## What to do
In the thread below on Exadata versus EMC availability, can you repeat word for word the part starting with "December 20th, 2011" and going on through "overhead or seamless?"?

(Passage to read begins)

HA comparison EMC products versus Oracle exadata

Recently i got a chance to do the high availability test on an exadata equipment and i was surprised to note that the data was intact even after pulling 7 disks out of the total 84 disks. I started thinking is Exadata outperforming in terms on HA compared to EMC?? i dont know the how Oracle get this done, but one thing i  know is the disk group is cofigured with three way  mirroring.

what is so extra special here which i  dont know yet? what you guys think?

225 Posts

December 20th, 2011 00:00

http://blog.enkitec.com/wp-content/uploads/2011/02/Enkitec-Exadata-Storage-Layout11.pdf

this artical is talking about Exadata storage layout and redundancy. simply speaking, Exadata is using four layer abstraction, Cell --> 12 Physical disks (harddisks) --> LUNs --> Celldisks --> Griddisks --> ASM diskgroups, and ASM failure group to ensure data even across cell and diskes and ensure mirror copies of data not on same cell or disk.

Eddy

161 Posts

December 14th, 2011 17:00

Exdata is really hot topic recently. You mean pulling 7 disks randomly out of the array? And the data kept intact without any rebuilt overhead or seamless?

1.3K Posts

December 14th, 2011 18:00

randomly; but on this case 7 randomly out of the 12 on a cell node( like a DAE with 12 disk and its own OS). If i got it correctly Oracle officially assures data availability with ONLY 2 disk failures( limitations?), so we were expecting the db to go down as soon as i pulled the third one .  As of now i did not get any logical explanation from Oracle though

161 Posts

December 14th, 2011 19:00

Okay. One answer in Oracle only lost of datafiles from system tablespace/controlfiles/current logfile which will bring the db down. Otherwise, db is still online but some functions not working.

One question is where you get the instruction on availability with ONLY 2 disk failures? We are not sure Oracle will direct to disks failures because we got the failure group definition in ASM redundancy mechanisim. ASM automatically stores redundant copies of file extents in seperate failure group.

(Passage to read ends)
(Material shown begins)

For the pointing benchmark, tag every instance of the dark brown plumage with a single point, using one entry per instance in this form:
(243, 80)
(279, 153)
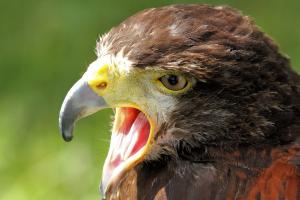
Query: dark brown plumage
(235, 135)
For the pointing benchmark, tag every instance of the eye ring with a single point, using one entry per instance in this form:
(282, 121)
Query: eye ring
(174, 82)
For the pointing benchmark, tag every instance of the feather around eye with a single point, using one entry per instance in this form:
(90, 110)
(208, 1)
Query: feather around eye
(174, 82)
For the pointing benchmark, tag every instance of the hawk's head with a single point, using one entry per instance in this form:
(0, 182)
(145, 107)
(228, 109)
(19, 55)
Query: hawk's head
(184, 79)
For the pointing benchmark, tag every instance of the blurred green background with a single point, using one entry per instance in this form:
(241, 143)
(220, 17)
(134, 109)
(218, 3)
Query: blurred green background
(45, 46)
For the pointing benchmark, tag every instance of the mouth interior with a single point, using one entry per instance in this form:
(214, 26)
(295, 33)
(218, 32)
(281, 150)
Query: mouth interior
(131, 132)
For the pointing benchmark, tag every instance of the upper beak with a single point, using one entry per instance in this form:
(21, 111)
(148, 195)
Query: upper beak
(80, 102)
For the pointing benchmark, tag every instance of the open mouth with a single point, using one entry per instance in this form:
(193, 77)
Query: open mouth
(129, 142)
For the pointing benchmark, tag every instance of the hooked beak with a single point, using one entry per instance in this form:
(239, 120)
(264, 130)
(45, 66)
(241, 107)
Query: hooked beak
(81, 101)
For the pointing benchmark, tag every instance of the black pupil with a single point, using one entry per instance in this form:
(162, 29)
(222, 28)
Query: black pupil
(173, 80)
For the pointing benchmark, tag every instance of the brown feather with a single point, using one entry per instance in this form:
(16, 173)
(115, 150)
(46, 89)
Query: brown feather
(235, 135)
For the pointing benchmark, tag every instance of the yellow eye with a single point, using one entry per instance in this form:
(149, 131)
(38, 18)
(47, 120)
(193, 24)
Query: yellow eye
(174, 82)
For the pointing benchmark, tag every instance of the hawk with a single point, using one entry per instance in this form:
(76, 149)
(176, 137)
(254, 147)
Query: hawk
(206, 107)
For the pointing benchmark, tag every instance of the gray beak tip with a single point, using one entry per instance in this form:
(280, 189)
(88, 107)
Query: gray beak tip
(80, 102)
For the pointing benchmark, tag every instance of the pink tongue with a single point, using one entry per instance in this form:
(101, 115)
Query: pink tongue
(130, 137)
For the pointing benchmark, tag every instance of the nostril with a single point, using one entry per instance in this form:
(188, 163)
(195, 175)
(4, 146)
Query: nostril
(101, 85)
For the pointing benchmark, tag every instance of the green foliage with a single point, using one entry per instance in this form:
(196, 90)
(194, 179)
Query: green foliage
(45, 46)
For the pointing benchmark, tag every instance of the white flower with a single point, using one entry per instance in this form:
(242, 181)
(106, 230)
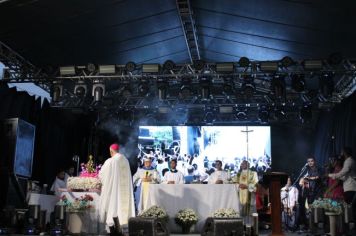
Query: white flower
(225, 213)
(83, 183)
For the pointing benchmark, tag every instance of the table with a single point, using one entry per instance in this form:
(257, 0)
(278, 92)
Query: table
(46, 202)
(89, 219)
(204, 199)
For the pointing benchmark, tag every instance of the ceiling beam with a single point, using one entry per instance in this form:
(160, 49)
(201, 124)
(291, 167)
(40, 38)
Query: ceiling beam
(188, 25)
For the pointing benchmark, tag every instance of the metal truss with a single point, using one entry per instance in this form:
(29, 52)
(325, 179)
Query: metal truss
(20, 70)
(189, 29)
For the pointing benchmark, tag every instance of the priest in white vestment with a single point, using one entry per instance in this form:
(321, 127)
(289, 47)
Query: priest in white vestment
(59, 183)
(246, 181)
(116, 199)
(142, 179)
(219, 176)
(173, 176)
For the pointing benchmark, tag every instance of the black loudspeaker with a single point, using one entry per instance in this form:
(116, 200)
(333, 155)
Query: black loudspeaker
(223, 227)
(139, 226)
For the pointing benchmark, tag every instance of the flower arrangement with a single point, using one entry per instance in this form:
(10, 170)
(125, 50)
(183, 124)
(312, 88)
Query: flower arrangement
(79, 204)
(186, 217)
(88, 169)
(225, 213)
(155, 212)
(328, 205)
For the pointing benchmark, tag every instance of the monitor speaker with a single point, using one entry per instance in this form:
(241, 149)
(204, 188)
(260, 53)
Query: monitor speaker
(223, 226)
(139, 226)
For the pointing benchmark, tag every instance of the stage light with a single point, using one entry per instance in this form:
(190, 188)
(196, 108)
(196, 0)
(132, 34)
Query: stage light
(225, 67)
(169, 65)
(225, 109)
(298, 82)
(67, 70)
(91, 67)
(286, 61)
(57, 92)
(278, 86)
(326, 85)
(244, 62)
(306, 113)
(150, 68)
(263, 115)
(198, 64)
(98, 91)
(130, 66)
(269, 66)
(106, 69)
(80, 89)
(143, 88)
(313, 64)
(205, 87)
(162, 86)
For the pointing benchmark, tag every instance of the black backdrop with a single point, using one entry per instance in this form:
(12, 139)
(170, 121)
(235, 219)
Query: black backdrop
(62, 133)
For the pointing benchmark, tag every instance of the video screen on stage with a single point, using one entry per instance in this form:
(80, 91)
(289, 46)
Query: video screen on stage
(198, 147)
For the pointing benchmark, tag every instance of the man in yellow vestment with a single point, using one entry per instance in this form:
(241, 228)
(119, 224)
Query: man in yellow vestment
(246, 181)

(Material shown ends)

## Response
December 20th, 2011 00:00

http://blog.enkitec.com/wp-content/uploads/2011/02/Enkitec-Exadata-Storage-Layout11.pdf

this artical is talking about Exadata storage layout and redundancy. simply speaking, Exadata is using four layer abstraction, Cell --> 12 Physical disks (harddisks) --> LUNs --> Celldisks --> Griddisks --> ASM diskgroups, and ASM failure group to ensure data even across cell and diskes and ensure mirror copies of data not on same cell or disk.

Eddy

161 Posts

December 14th, 2011 17:00

Exdata is really hot topic recently. You mean pulling 7 disks randomly out of the array? And the data kept intact without any rebuilt overhead or seamless?